* _PROBLEM REQUIREMENTS_
All lines of the listing below are to be printed again exactly.

* _SOURCE MATERIAL_

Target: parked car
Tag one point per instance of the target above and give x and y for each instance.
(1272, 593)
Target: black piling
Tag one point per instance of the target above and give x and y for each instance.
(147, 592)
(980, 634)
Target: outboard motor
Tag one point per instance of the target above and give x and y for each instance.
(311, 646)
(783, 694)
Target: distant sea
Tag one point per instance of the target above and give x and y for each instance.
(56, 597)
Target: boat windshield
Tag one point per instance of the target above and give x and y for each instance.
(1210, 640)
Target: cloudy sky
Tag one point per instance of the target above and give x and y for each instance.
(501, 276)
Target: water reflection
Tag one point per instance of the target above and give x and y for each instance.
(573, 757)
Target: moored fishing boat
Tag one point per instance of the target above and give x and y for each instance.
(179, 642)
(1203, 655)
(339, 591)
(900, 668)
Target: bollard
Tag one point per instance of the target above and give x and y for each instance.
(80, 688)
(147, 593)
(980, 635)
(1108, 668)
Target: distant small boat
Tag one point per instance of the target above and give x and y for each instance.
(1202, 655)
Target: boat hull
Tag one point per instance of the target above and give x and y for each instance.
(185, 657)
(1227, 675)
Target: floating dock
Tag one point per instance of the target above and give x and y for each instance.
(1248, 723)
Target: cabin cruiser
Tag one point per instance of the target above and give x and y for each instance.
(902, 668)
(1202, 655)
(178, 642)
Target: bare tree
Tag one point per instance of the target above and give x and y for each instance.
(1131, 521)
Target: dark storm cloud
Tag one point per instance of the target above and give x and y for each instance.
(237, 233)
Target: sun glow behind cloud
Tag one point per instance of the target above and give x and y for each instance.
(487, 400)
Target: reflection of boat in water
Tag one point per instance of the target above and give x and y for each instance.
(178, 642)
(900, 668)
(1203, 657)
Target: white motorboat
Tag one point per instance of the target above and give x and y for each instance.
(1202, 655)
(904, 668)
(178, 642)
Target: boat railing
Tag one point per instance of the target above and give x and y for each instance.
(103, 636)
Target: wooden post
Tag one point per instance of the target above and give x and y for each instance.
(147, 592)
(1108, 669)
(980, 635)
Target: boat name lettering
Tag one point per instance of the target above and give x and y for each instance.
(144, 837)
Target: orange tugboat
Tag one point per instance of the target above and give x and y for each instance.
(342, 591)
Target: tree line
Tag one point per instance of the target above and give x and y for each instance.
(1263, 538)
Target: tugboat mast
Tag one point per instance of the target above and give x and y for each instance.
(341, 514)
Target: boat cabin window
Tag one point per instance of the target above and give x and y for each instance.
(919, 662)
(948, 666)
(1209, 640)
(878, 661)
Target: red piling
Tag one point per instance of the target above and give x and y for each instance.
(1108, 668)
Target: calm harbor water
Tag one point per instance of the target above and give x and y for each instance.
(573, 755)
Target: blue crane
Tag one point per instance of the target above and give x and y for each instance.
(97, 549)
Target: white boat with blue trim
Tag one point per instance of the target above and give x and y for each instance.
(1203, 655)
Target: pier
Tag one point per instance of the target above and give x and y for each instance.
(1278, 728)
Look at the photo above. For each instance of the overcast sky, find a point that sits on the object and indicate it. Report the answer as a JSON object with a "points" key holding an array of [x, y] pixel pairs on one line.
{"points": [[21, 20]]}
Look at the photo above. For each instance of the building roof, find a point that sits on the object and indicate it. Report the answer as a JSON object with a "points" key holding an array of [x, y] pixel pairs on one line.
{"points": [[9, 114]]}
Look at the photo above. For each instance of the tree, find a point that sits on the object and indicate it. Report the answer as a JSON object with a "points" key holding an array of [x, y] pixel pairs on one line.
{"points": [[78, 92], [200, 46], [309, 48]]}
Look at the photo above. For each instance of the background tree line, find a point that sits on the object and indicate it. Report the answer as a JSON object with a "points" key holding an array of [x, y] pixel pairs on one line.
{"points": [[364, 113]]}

* _ANSWER TO THIS EXERCISE_
Target: parked car
Tag one point per instance of the target above and give x and y for each instance.
(1272, 593)
Target: black piling
Tag one point per instance of the target above and give x and y for each instance.
(147, 592)
(980, 634)
Target: outboard motor
Tag one point per instance of the target above and give x and y for each instance.
(311, 646)
(783, 694)
Target: distant sea
Tag one point per instance of the target above and give x and y for each instance.
(56, 597)
Target: boat windshield
Tag one point per instance of the target above and give x and y for each instance.
(1210, 640)
Target: cloudy sky
Tag one point per instance of the target above and give x and y for each instance.
(501, 276)
Target: water reflection
Tag one point per instance of the target above and give x and y for each instance.
(573, 757)
Target: moored fishing boat
Tag one point per instance of the target above and give x and y for each instance.
(179, 642)
(1203, 655)
(339, 591)
(900, 668)
Target: bollard
Tag one point per instance of the target above and give x and y for each instance.
(80, 688)
(147, 593)
(980, 635)
(1108, 668)
Target: distant small boat
Tag one point per instance of the target above and give x and y for each instance.
(1202, 655)
Target: boat hull
Tag one point per instance of the target above and give x and y for each instance.
(185, 657)
(1227, 675)
Target: floating dock
Tag one point per instance of the target above and give x and y for each instance.
(1248, 723)
Target: cabin cruiser
Tag one point per instance of the target above and give x and y for each instance.
(902, 668)
(1202, 655)
(178, 642)
Target: bare tree
Tag one point per instance of the target above and give x and y for each instance.
(1131, 521)
Target: dark storm cloud
Tag one point per instance of the target above and give x and y for each instance.
(237, 233)
Target: sun glow behind cloud
Tag one point per instance of the target above and give x and y for each instance.
(487, 400)
Target: reflection of boat in water
Tag one point per instance of the target above and give x and y for each instance.
(178, 642)
(900, 668)
(1203, 657)
Target: white motorboat
Tag one point per instance of the target above and give x and y for each instance.
(1202, 655)
(904, 668)
(178, 642)
Target: boat railing
Tag one point per instance of the target above and give x and y for each instance.
(103, 636)
Target: wooden post
Tag one point per instance of the target above and give x and y for each instance.
(147, 592)
(1108, 669)
(980, 635)
Target: boat name lettering
Tag one point per instance of the target above and give x and y for each instance.
(144, 837)
Target: orange tugboat
Tag one point per instance of the target above and give x and y for each instance.
(342, 591)
Target: tree line
Tag one point per instance of the target above and give x and y for each instance.
(1263, 538)
Target: tugboat mast
Tag one point per instance of the target above and give x and y for each instance.
(341, 514)
Target: boat cabin window
Tag one point per instance of the target above and give x and y for each instance.
(919, 662)
(948, 666)
(1209, 640)
(878, 661)
Target: red piling
Tag one point per instance of the target above and give x and y for each instance.
(1108, 668)
Target: calm harbor water
Tag one point per instance of the target above and give x and y for each instance.
(573, 755)
Target: blue crane
Tag one point per instance of the target above and give x and y for each instance.
(97, 549)
Target: white boat with blue trim
Tag one point per instance of the target above and give x and y for each instance.
(1203, 655)
Target: pier
Tag one point per instance of the target above and give x and y for each instance.
(1278, 728)
Look at the photo above. For each instance of the overcast sky, find a point that sits on the object and indicate it. Report the answer as a JSON object with a "points" key holding an array of [x, y] pixel pairs on one line.
{"points": [[21, 20]]}
Look at the photo above. For each instance of the building roof, find a point that sits on the object and indicate it. Report the answer as a JSON object with a "points" key holding an array of [x, y] pixel pairs on one line.
{"points": [[9, 114]]}
Look at the photo above. For each instance of the tree, find a point that sits on the object and indicate it. Report the answer as a JSON object with a "points" key holding an array of [x, y] pixel pairs on one line.
{"points": [[78, 92], [200, 46], [309, 48]]}
Look at the photo above. For each instance of the background tree line, find a point that sits on the object and indicate it. Report the answer as a JSON object with a "points" key holding an array of [x, y] pixel pairs on one line.
{"points": [[364, 113]]}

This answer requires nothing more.